Excerpt to read:
§ §
Korean Air executive Ms Heather Cho reportedly delayed the departure of a flight she was on due to the fact that she didn’t like or approve of the way a cabin crew member served her peanuts.
Apparently, the company’s standard (for First Class passengers at least) was that nuts should be presented to the passenger on a plate, rather than simply in a bag. Being served a bag of nuts appears to have cause so much aggravation for Ms Cho that she ordered the pilot in charge to return the aircraft to the gate so that the offending and ‘incapable‘ junior cabin crew member could be removed.
Alongside Ms Cho’s behaviour, her claim that the pilot supported her decision and subsequent action do draw out some interesting learning points in terms of leadership and impact. Those key points being:-
- Ms Cho’s behaviour may have been well intended in terms of communicating a company standard to an employee, but the manner in which she communicated her point was both divisive and destructive.
- The apparently junior cabin crew member perhaps shouldn’t have been exposed to First Class, high ticket price passengers so soon in to their career as, alongside the many kind, generous and understanding First Class passengers, there is often one or two who find any opportunity to kick up a fuss, or find an easy target victim to remind staff who pays their wages.
- Ms Cho now faces legal action due to her decision and behaviour breaching international air safety standards and legislation. Ouch!
Automatic Compliance Is To Be Expected
The pilot’s apparent support for Ms Cho’s decision to return to the departure gate is to be expected, isn’t it? The company owners daughter gives you (the professional in command of the aircraft and passenger safety) an instruction, and even though she holds no jurisdiction or seniority in terms of the aircraft itself, refusing to follow her order could be a very creative way of losing your job.
It’s All Feedback
The manner in which a boss, however senior or junior, provides feedback to employees below their position in a structure chart massively impacts whether your people will work with you, or against you. Ms Cho, and possibly many other leaders and managers don’t seriously consider the impact they have on employees. The facial expressions, gestures, words and voice tone you use, all have an impact on the people around you, whether positively or negatively. In this case, the impact was anything but positive!
§ §
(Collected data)
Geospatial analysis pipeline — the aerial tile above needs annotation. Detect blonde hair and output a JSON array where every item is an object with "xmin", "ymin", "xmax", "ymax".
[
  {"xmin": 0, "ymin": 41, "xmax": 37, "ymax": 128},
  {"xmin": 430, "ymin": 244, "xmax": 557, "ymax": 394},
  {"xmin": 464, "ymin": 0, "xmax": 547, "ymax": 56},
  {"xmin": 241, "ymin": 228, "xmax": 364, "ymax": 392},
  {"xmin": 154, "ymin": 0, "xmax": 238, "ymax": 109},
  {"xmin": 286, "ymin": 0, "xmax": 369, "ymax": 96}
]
§ §
Task list:
**a)** Please repeat the stretch of the Korean Air article from "Alongside Ms Cho’s" through "divisive and destructive." word for word.
**b)** In one to three sentences, explain why the Korean Air article says the pilot's apparent support for returning to the gate is to be expected.

Solutions:
**a)**
Alongside Ms Cho’s behaviour, her claim that the pilot supported her decision and subsequent action do draw out some interesting learning points in terms of leadership and impact. Those key points being:-
- Ms Cho’s behaviour may have been well intended in terms of communicating a company standard to an employee, but the manner in which she communicated her point was both divisive and destructive.

**b)** The instruction came from the company owner's daughter. She held no jurisdiction or seniority over the aircraft itself, but refusing her order could have cost the pilot the job.